DESCRIPTION OF THE TASK.
Render every line of the entries below as a Markdown table with two columns, Row and Entry line. Number the rows in order and leave out any blank lines.
───
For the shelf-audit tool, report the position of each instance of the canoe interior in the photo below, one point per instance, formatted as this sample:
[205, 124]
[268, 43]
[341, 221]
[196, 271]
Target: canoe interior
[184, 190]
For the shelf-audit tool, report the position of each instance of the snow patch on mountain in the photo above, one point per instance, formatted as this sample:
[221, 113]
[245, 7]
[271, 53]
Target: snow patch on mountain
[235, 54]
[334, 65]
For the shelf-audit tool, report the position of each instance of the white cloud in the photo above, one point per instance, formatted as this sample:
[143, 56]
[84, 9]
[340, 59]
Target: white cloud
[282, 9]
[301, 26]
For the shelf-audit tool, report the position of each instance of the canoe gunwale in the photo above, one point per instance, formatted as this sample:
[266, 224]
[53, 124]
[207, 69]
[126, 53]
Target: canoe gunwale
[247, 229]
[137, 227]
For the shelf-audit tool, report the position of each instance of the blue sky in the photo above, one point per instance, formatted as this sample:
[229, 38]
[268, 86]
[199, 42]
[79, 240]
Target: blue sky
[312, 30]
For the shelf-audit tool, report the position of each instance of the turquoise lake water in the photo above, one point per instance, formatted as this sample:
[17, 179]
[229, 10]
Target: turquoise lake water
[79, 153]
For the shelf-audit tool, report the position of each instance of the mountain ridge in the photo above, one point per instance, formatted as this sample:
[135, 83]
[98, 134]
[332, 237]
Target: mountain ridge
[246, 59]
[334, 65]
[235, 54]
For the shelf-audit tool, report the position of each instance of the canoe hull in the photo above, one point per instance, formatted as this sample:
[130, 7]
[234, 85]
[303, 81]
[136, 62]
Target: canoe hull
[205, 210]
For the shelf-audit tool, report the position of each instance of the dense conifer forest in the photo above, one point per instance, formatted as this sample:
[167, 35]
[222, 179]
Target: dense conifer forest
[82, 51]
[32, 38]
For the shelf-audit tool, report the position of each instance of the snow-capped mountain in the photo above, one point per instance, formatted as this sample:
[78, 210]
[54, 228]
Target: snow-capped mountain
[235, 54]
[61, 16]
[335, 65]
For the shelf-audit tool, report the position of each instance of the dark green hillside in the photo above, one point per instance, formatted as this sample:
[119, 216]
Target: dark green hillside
───
WORKED ANSWER.
| Row | Entry line |
|---|---|
| 1 | For the shelf-audit tool, report the position of each instance of the canoe interior in the photo below, one point per instance, formatted as this sample: |
| 2 | [205, 124] |
| 3 | [268, 43] |
| 4 | [341, 221] |
| 5 | [196, 271] |
| 6 | Target: canoe interior |
| 7 | [184, 190] |
| 8 | For the shelf-audit tool, report the position of each instance of the snow patch on mountain in the photo above, one point per instance, formatted as this sample: |
| 9 | [221, 113] |
| 10 | [245, 7] |
| 11 | [271, 53] |
| 12 | Target: snow patch on mountain |
| 13 | [235, 54] |
| 14 | [334, 65] |
| 15 | For the shelf-audit tool, report the position of each instance of the white cloud in the photo above, one point per instance, formatted as this sample: |
| 16 | [143, 56] |
| 17 | [84, 9] |
| 18 | [340, 59] |
| 19 | Target: white cloud |
| 20 | [282, 9] |
| 21 | [301, 26] |
| 22 | For the shelf-audit tool, report the position of each instance of the canoe gunwale in the photo above, one point per instance, formatted as this sample: |
| 23 | [266, 224] |
| 24 | [53, 124] |
| 25 | [207, 69] |
| 26 | [126, 53] |
| 27 | Target: canoe gunwale |
| 28 | [247, 229] |
| 29 | [137, 227] |
| 30 | For the shelf-audit tool, report the position of each instance of the blue sky in the photo above, one point per instance, formatted as this sample: |
| 31 | [229, 38] |
| 32 | [268, 86] |
| 33 | [199, 42] |
| 34 | [79, 240] |
| 35 | Target: blue sky |
| 36 | [312, 30] |
| 37 | For the shelf-audit tool, report the position of each instance of the turquoise lake water in the photo above, one point per instance, formatted as this sample: |
| 38 | [17, 179] |
| 39 | [229, 10] |
| 40 | Target: turquoise lake water |
| 41 | [79, 153] |
| 42 | For the shelf-audit tool, report the position of each instance of the mountain ridge in the photo above, one point per instance, formatted as this sample: |
| 43 | [135, 83] |
| 44 | [98, 134] |
| 45 | [332, 237] |
| 46 | Target: mountain ridge |
| 47 | [246, 59] |
| 48 | [334, 65] |
| 49 | [235, 54] |
| 50 | For the shelf-audit tool, report the position of each instance of the canoe hull in the photo above, one point per instance, formatted as this sample: |
| 51 | [130, 7] |
| 52 | [234, 85] |
| 53 | [303, 81] |
| 54 | [136, 62] |
| 55 | Target: canoe hull |
| 56 | [205, 210] |
| 57 | For the shelf-audit tool, report the position of each instance of the dense conifer forest in the photo above, one point per instance, formatted as this sample: |
| 58 | [167, 35] |
| 59 | [222, 179] |
| 60 | Target: dense conifer forest |
| 61 | [82, 51] |
| 62 | [32, 38] |
| 63 | For the shelf-audit tool, report the position of each instance of the snow-capped mountain in the photo above, one point per instance, formatted as this sample: |
| 64 | [78, 210] |
| 65 | [54, 228] |
| 66 | Target: snow-capped mountain |
| 67 | [235, 54] |
| 68 | [61, 16] |
| 69 | [335, 65] |
| 70 | For the shelf-audit tool, report the position of each instance of the dark green hillside in the photo above, one point per instance, formatted as this sample: |
| 71 | [119, 216] |
| 72 | Target: dark green hillside |